[Photo-based referring expression data]
•••••
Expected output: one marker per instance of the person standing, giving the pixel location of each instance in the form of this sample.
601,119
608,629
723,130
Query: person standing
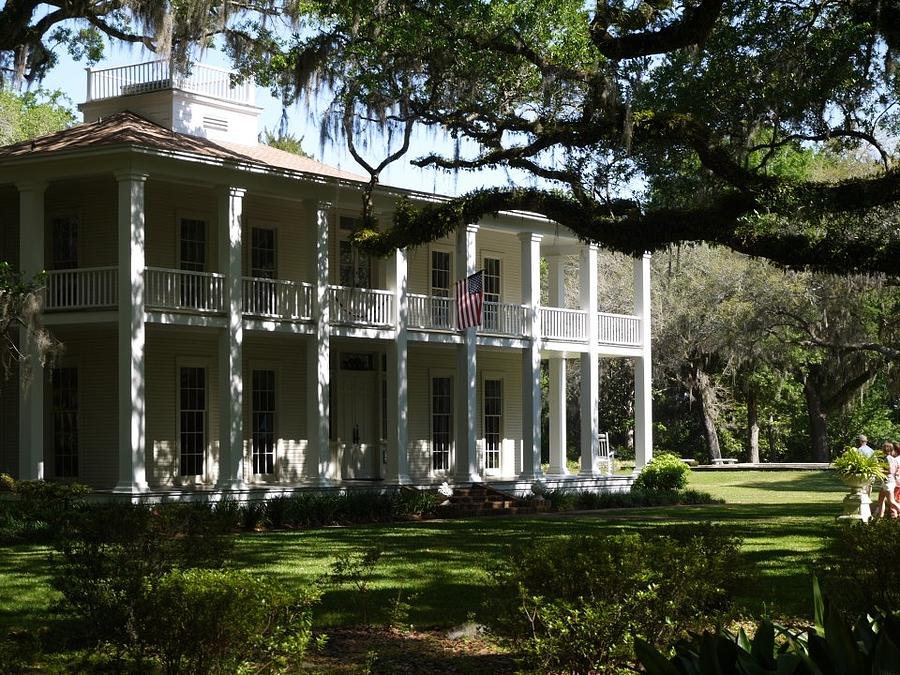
862,444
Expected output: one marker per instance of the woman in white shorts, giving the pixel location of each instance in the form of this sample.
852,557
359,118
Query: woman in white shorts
886,492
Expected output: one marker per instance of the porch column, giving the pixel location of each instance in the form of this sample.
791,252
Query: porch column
590,379
319,465
132,438
231,340
397,470
531,356
466,404
31,374
643,393
557,389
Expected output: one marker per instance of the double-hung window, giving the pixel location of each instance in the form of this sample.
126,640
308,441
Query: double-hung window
65,422
263,422
492,291
192,420
441,422
493,417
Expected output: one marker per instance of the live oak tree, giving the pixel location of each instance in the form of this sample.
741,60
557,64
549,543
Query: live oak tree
596,99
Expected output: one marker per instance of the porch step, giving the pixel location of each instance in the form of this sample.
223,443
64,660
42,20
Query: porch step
482,500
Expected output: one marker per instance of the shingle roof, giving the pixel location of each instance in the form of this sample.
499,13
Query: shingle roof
127,128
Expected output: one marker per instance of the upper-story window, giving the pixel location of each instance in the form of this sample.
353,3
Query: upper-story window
64,246
263,253
354,266
193,245
492,290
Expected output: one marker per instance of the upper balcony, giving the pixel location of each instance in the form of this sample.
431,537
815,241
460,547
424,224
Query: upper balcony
142,78
203,293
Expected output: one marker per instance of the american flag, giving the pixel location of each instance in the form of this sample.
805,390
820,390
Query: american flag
469,300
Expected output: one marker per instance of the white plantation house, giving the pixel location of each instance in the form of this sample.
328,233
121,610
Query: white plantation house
221,333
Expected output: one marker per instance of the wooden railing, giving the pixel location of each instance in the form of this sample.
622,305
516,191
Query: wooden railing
361,306
277,299
87,288
202,292
432,312
500,318
140,78
569,325
619,329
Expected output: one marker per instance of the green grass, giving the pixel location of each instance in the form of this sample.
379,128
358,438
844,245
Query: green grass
438,567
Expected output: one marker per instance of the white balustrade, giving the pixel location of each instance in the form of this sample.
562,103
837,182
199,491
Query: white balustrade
558,323
619,329
431,312
500,318
361,306
182,290
86,288
277,299
140,78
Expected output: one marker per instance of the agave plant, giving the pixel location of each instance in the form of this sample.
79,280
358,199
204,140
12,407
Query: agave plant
832,647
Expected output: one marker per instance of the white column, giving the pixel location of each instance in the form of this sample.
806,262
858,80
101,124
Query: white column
231,341
531,357
557,388
466,403
590,379
643,393
320,467
31,374
132,394
397,470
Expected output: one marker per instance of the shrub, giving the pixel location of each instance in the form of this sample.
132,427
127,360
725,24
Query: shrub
37,509
664,473
201,621
577,605
108,552
859,570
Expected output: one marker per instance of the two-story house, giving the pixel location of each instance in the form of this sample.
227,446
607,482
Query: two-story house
221,332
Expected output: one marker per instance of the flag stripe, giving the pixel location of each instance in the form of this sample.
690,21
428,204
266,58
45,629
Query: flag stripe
469,300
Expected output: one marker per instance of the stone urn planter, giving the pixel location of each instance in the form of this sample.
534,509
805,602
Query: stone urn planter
858,472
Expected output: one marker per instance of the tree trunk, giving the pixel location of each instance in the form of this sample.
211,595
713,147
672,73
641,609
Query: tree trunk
818,422
709,408
753,423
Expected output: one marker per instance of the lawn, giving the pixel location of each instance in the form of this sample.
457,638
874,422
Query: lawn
437,568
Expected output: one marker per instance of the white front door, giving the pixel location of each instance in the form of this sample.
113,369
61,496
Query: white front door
357,405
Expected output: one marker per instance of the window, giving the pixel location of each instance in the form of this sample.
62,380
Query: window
354,266
63,289
65,422
263,265
192,258
192,418
492,287
441,422
64,246
493,407
263,422
440,289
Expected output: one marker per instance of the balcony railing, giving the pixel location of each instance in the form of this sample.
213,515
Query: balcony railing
361,306
619,329
277,299
500,318
88,288
432,312
563,324
140,78
202,292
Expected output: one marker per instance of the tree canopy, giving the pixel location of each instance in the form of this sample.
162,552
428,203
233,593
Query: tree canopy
649,123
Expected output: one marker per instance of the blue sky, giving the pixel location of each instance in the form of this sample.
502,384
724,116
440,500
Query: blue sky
69,77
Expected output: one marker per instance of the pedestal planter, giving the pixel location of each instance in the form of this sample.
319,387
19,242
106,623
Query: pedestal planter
857,505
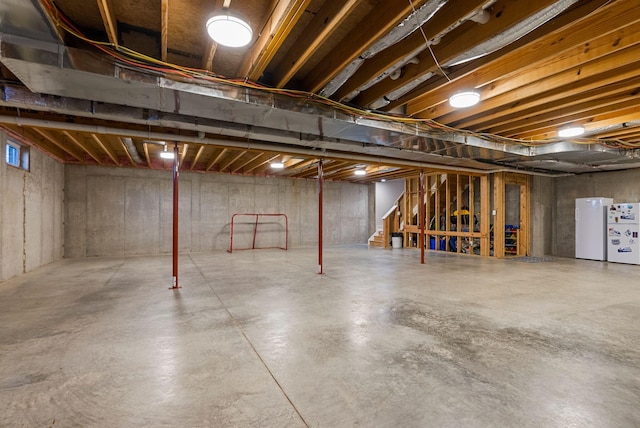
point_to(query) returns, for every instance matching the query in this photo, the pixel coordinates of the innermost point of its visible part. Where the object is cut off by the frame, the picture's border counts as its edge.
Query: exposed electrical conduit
(128, 142)
(103, 130)
(480, 16)
(509, 36)
(495, 43)
(402, 30)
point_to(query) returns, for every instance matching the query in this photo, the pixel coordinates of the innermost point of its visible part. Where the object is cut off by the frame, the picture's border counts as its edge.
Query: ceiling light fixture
(228, 30)
(464, 99)
(165, 154)
(571, 131)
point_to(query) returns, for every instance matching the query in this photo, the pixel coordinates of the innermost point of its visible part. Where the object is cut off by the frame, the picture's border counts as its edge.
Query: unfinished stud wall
(542, 203)
(31, 213)
(123, 211)
(619, 185)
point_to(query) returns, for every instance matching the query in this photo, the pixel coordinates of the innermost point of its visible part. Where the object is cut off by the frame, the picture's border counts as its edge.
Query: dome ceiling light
(464, 99)
(571, 131)
(228, 30)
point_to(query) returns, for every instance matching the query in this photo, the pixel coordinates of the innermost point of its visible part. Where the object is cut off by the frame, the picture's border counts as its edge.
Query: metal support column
(176, 166)
(422, 215)
(320, 184)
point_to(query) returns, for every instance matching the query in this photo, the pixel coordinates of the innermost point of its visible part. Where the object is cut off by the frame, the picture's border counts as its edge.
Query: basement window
(17, 154)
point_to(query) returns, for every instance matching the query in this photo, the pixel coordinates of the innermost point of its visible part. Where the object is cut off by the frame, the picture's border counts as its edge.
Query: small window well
(17, 154)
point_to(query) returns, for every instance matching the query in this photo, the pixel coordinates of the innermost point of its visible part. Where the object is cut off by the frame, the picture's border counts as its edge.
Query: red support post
(320, 184)
(176, 166)
(422, 215)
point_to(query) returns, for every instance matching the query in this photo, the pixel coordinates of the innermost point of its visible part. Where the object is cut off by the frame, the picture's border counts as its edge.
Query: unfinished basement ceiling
(384, 69)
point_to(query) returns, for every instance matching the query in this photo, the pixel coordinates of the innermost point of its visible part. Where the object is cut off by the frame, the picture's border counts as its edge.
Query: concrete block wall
(122, 211)
(31, 213)
(620, 185)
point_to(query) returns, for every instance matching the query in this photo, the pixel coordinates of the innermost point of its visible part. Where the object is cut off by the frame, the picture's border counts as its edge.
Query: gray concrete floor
(257, 338)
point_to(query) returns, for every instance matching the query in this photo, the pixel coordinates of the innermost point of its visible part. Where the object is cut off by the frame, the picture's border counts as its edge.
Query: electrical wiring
(140, 61)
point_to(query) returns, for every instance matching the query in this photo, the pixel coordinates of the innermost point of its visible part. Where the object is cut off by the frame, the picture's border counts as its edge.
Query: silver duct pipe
(480, 16)
(128, 142)
(512, 34)
(402, 30)
(248, 145)
(495, 43)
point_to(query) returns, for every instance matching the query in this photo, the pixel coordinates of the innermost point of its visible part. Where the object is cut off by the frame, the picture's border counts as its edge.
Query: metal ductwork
(402, 30)
(79, 83)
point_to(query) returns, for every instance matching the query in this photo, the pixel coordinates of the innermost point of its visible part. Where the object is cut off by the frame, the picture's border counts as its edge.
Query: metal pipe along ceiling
(102, 130)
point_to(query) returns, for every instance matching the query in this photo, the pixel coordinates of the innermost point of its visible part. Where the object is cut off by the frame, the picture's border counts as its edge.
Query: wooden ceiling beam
(505, 14)
(471, 74)
(601, 118)
(451, 13)
(566, 84)
(104, 148)
(37, 140)
(273, 33)
(242, 165)
(265, 166)
(85, 147)
(126, 150)
(197, 157)
(382, 19)
(215, 159)
(65, 147)
(324, 23)
(263, 159)
(576, 104)
(232, 160)
(558, 51)
(109, 20)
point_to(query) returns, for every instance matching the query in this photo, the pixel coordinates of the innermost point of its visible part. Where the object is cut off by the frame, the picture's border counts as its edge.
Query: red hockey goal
(259, 231)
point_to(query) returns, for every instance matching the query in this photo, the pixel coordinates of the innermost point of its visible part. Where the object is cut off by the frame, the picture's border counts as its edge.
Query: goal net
(253, 231)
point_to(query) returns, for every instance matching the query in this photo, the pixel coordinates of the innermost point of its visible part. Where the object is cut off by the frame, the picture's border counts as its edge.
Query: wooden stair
(377, 239)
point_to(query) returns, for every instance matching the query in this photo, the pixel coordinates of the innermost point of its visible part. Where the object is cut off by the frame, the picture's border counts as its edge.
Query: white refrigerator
(591, 224)
(622, 233)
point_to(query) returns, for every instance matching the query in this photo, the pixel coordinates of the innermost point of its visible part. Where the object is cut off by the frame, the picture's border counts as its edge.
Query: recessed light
(229, 31)
(165, 154)
(464, 99)
(571, 131)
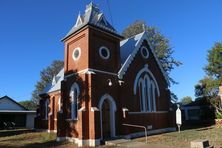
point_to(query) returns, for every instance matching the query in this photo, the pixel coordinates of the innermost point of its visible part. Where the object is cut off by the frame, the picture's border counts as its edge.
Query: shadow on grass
(14, 132)
(51, 143)
(199, 125)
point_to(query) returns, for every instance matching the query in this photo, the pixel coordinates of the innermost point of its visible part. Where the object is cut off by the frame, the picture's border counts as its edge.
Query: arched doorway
(107, 107)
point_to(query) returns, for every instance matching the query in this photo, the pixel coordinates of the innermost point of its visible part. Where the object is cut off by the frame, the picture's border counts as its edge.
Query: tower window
(144, 52)
(76, 54)
(104, 53)
(74, 94)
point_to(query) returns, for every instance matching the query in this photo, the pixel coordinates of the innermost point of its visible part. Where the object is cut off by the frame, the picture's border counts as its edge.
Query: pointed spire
(54, 80)
(92, 16)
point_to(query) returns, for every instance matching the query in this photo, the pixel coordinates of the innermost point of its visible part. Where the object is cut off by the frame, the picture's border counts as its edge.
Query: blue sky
(31, 30)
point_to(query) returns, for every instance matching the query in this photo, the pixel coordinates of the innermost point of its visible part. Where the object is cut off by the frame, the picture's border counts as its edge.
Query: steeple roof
(92, 16)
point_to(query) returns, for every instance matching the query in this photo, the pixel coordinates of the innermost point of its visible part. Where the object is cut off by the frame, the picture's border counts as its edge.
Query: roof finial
(144, 27)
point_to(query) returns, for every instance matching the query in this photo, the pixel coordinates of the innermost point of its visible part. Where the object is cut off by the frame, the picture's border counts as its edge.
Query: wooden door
(106, 120)
(53, 114)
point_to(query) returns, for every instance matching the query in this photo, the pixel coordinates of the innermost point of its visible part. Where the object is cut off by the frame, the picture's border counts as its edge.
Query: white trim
(145, 69)
(147, 89)
(112, 114)
(101, 55)
(59, 103)
(156, 112)
(150, 132)
(73, 53)
(84, 71)
(80, 142)
(131, 57)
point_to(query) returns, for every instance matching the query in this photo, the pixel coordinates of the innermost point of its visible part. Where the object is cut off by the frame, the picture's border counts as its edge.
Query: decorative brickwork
(104, 101)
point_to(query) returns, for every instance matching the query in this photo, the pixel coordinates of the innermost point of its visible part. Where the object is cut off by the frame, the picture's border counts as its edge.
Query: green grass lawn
(27, 138)
(182, 139)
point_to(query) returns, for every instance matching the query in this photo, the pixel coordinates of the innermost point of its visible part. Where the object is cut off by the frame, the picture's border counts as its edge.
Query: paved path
(133, 144)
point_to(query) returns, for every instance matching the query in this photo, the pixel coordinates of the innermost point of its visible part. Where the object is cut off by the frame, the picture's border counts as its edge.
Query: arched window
(145, 86)
(46, 108)
(74, 94)
(59, 103)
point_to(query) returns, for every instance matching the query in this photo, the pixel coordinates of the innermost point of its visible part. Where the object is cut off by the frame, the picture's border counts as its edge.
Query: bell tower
(92, 43)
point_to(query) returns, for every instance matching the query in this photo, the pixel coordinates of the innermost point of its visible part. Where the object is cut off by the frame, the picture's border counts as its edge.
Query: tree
(186, 100)
(29, 104)
(208, 87)
(214, 58)
(161, 46)
(46, 76)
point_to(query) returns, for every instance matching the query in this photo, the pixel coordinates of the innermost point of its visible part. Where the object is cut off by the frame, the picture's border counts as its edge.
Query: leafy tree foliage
(46, 76)
(159, 43)
(214, 58)
(209, 86)
(29, 104)
(186, 100)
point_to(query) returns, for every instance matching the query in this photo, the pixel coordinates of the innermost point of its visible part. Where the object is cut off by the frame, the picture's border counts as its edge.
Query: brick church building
(106, 82)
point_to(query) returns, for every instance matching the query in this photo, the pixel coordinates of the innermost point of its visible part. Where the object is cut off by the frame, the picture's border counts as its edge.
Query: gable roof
(92, 16)
(128, 50)
(55, 84)
(10, 99)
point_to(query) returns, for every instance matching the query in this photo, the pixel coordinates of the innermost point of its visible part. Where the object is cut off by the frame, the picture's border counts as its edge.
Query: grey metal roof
(128, 49)
(92, 16)
(55, 84)
(128, 45)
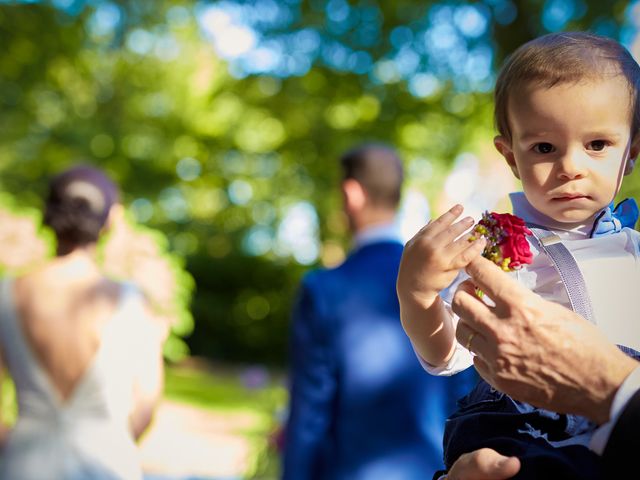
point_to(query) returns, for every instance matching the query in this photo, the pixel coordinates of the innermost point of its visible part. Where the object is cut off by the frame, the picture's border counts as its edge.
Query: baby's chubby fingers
(464, 250)
(440, 224)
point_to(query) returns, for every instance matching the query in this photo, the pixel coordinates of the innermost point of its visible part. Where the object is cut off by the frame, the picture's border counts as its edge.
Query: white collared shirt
(610, 266)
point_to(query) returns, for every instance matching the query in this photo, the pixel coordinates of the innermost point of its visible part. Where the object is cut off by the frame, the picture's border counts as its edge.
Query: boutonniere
(507, 244)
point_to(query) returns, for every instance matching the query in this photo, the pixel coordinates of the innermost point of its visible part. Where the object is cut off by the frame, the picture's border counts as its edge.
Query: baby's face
(569, 145)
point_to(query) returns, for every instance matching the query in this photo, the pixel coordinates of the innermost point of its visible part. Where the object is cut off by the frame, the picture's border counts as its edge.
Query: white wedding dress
(87, 435)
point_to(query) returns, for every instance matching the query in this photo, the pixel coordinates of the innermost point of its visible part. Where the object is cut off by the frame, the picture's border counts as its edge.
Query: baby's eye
(543, 148)
(597, 145)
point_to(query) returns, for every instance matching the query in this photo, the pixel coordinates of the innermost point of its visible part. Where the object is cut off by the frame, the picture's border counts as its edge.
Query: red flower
(507, 245)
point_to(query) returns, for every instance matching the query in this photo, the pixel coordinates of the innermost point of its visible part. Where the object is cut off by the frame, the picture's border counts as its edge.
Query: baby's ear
(634, 150)
(504, 147)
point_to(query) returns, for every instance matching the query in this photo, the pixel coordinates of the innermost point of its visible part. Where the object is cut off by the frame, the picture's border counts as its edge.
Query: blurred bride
(83, 350)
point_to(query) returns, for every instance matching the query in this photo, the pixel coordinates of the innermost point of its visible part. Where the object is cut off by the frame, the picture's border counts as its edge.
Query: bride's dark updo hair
(78, 205)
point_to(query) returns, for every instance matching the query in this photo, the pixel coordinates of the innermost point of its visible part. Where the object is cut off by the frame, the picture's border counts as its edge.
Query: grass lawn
(254, 393)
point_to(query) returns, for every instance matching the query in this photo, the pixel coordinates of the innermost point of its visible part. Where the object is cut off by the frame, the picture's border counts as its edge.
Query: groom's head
(371, 184)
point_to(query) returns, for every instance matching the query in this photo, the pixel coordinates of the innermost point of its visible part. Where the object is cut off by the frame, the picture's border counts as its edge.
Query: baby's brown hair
(567, 57)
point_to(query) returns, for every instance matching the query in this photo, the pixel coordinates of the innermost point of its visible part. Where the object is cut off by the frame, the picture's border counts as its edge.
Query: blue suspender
(567, 268)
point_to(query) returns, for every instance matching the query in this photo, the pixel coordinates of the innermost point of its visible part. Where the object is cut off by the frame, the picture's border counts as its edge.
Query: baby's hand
(433, 257)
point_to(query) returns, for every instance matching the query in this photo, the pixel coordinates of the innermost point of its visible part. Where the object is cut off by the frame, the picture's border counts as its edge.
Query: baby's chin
(572, 216)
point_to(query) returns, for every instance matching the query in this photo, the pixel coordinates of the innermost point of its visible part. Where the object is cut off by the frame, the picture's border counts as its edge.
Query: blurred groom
(361, 406)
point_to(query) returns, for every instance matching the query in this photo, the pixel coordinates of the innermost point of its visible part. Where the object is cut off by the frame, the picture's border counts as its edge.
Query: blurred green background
(222, 122)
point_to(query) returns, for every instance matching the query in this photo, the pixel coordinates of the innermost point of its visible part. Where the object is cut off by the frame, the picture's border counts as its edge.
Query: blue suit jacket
(361, 406)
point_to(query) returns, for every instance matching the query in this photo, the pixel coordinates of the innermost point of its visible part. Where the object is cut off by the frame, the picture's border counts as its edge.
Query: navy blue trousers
(548, 444)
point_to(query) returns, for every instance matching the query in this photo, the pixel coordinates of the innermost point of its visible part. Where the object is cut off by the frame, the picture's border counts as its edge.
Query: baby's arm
(430, 262)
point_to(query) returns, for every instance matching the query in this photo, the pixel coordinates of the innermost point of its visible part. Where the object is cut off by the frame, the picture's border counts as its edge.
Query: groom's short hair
(378, 168)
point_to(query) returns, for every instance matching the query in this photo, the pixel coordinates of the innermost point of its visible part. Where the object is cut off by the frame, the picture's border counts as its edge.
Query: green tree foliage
(217, 145)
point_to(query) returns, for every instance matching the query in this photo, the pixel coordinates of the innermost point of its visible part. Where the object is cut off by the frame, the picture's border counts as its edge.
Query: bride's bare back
(61, 309)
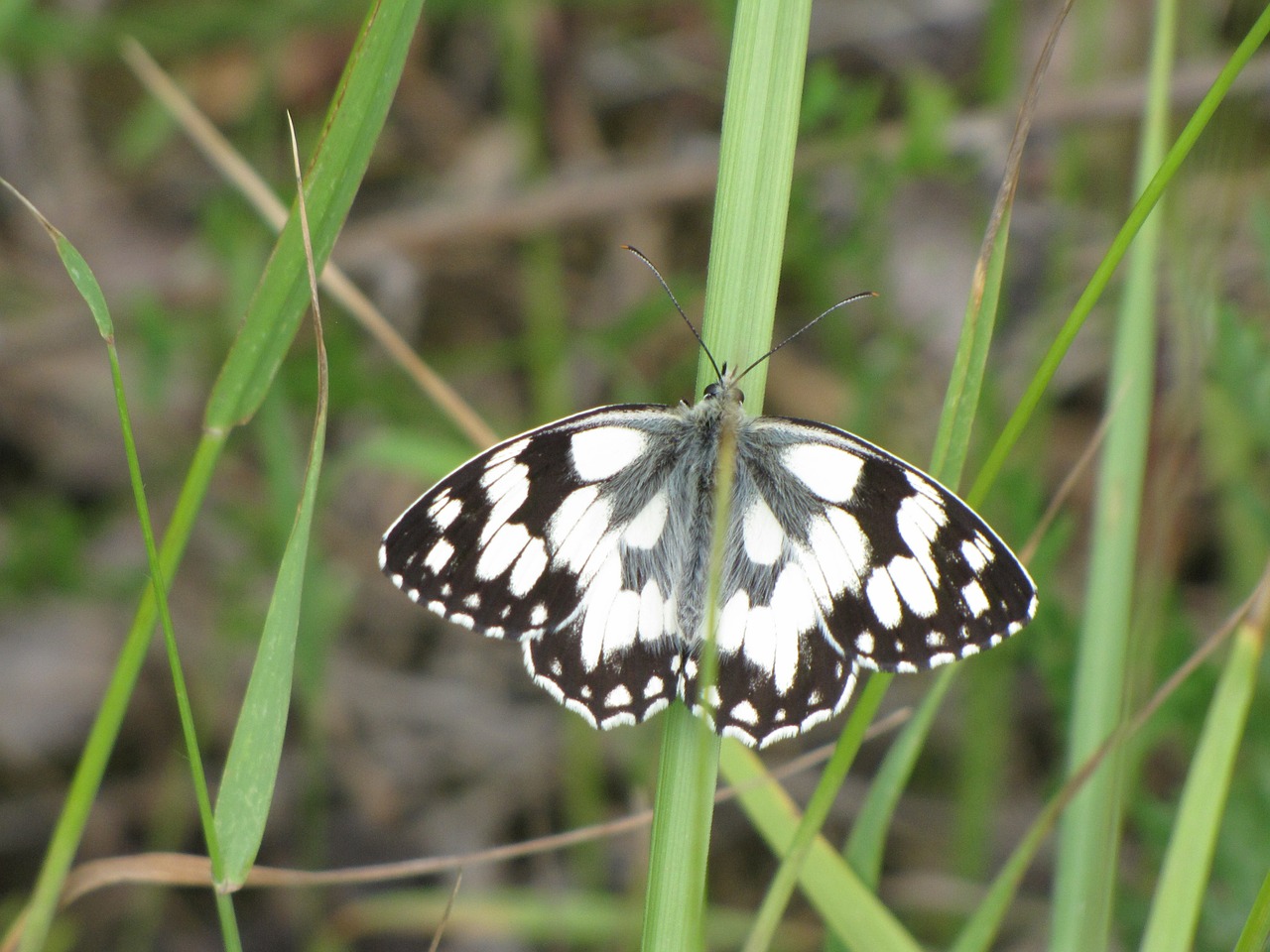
•••••
EXERCISE. With all pictures omitted, return exactly the lines from the one containing "Query: navy blue trousers" through the end of the entries above.

YOUR RESPONSE.
Query: navy blue trousers
(548, 444)
point_to(query) returns, for every instance matching the query in this photo, the pixel coordinates of the innermost point of its visible part. Where the object is cut off by the frame, the picture's border counts as its edge.
Query: baby's arm
(430, 262)
point_to(query) returns, for every instance matching the query in this photo, the pixel coordinates of the innermost point of its visible part. Where the object is cut off by the frame, the picture's border counts as its edge.
Query: groom's short hair
(378, 168)
point_to(query) returns, for every instance matching the query in this photo, the pixel coordinates of the innermost point of its visible part. Where the object is cut off by the frame, the picture's border counts as its edge.
Query: green tree foliage
(217, 145)
point_to(query) returns, for every instance matching the query in this photo, the pixel coordinates of the innermost point of its visible part. Where the object is cut off by the frame, the picture's border counts as its edge.
Query: bride's bare back
(61, 309)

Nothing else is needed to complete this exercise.